● **Stated task 1**
For the transistor problem below, decide whether each statement agrees with it: (a) the short answer gives the current amplification factor as 50; (b) the change in output current is listed as 4 mA; (c) the change in input voltage is listed as 0.4 V. Answer each with yes or no and quote the words of the transistor problem that decide it.
● **Stated task 2**
Take the part of the transistor problem below that opens with the words containing "The current amplification factor (β) of" and closes with "amplification factor (β).". Give that part again, switching "output current" to "collector current".

● **Source extract**

* start *

Question

A n-p-n transistor is used in common emitter made in an amplifier it. A change of \(40 \mu \mathrm{A}\) in the base current changes the output current by $2 \mathrm{~mA}\( and \)0.04 \mathrm{~V}$ in input voltage. The current amplification factor is (A) 20 (B) 30 (C) 50 (D) 400

Short answer

The current amplification factor (β) of the given n-p-n transistor in common emitter mode is 50.

Step-by-step solution

Determine the given values

In this problem, we have: - Change in base current (ΔIb): 40 μA - Change in output current (ΔIc): 2 mA - Change in input voltage (ΔV): 0.04 V We need to determine the current amplification factor (β).

* end *

● **Data provided**
* start *

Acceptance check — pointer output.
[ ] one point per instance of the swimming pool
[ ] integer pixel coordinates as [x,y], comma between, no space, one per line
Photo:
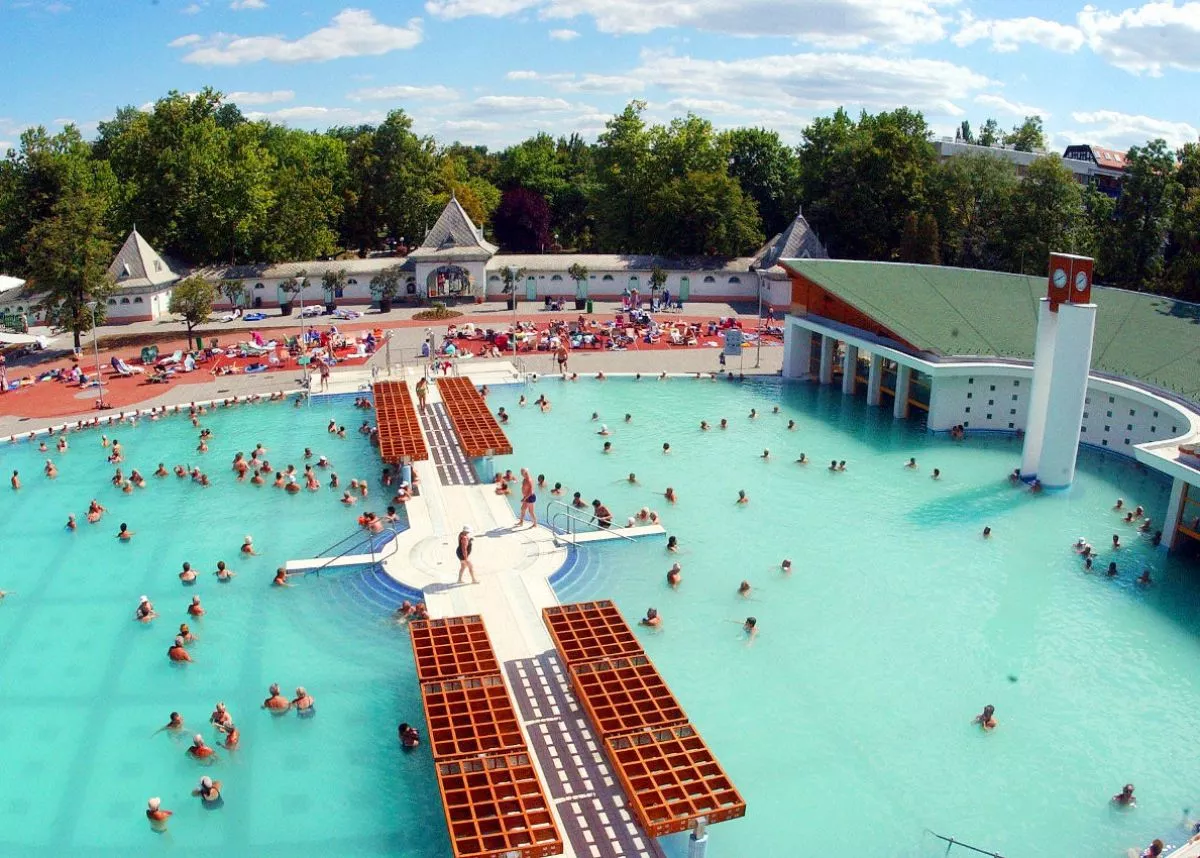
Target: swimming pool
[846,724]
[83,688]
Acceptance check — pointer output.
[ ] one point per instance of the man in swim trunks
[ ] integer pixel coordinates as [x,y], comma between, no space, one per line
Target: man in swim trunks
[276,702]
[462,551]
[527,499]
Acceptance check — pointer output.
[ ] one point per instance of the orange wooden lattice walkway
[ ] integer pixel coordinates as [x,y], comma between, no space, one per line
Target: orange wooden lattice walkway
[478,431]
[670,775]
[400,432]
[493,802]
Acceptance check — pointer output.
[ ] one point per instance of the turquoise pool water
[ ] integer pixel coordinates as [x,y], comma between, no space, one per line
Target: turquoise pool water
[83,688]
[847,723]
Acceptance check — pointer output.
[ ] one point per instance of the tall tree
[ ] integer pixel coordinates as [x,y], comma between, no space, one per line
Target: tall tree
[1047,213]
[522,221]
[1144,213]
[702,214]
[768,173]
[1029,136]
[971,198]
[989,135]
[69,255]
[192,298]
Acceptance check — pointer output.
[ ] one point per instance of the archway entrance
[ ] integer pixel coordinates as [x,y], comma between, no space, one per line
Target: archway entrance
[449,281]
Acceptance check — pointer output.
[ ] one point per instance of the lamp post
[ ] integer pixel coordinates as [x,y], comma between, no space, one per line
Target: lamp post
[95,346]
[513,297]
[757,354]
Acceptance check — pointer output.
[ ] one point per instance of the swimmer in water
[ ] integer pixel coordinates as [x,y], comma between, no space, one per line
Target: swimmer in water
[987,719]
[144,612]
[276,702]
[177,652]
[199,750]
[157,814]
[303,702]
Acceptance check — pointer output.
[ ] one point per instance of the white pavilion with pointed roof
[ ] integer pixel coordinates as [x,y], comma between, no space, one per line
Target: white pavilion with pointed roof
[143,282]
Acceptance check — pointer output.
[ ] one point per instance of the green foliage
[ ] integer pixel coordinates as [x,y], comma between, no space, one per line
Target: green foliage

* end *

● **Written reply 1**
(a) Yes: "The current amplification factor (β) of the given n-p-n transistor in common emitter mode is 50."
(b) No: "Change in output current (ΔIc): 2 mA"
(c) No: "Change in input voltage (ΔV): 0.04 V"

● **Written reply 2**
The current amplification factor (β) of the given n-p-n transistor in common emitter mode is 50.

Step-by-step solution

Determine the given values

In this problem, we have: - Change in base current (ΔIb): 40 μA - Change in collector current (ΔIc): 2 mA - Change in input voltage (ΔV): 0.04 V We need to determine the current amplification factor (β).